Stored data:
━━━━━━━━━━━━━━━━

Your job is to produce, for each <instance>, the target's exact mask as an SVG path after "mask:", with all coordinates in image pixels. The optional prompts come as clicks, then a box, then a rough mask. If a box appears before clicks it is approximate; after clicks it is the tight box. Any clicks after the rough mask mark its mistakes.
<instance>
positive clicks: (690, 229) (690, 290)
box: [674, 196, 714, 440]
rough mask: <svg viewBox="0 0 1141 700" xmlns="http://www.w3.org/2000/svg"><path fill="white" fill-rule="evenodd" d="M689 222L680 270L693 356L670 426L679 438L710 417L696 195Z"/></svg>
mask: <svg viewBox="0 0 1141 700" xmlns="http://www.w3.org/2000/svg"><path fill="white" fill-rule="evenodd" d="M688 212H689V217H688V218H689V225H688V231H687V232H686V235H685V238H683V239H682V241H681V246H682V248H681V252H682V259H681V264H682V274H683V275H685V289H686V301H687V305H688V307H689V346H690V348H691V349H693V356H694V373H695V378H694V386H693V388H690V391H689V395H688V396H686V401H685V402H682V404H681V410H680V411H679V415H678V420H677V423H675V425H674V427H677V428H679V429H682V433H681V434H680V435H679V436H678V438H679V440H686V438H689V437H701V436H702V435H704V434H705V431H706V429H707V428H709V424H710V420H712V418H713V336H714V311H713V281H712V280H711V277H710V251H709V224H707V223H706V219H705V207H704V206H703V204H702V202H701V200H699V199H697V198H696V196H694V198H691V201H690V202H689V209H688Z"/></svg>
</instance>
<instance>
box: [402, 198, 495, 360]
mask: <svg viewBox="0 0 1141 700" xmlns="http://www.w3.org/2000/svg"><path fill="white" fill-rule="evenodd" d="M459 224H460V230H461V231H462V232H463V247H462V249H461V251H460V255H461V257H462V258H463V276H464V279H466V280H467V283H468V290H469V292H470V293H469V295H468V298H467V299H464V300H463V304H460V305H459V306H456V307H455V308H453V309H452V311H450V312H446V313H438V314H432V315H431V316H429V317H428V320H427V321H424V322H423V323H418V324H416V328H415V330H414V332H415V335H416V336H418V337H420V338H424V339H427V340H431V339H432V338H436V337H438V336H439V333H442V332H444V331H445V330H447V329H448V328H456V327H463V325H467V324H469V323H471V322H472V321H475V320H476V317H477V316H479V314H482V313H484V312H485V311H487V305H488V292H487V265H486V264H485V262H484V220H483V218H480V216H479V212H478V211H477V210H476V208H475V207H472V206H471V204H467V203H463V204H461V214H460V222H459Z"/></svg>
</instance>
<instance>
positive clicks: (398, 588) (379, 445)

━━━━━━━━━━━━━━━━

WORK REQUEST: From the records above, copy each line in which the string "positive" occurs.

RESULT OF THE TASK:
positive clicks: (690, 229) (690, 290)
positive clicks: (398, 588) (379, 445)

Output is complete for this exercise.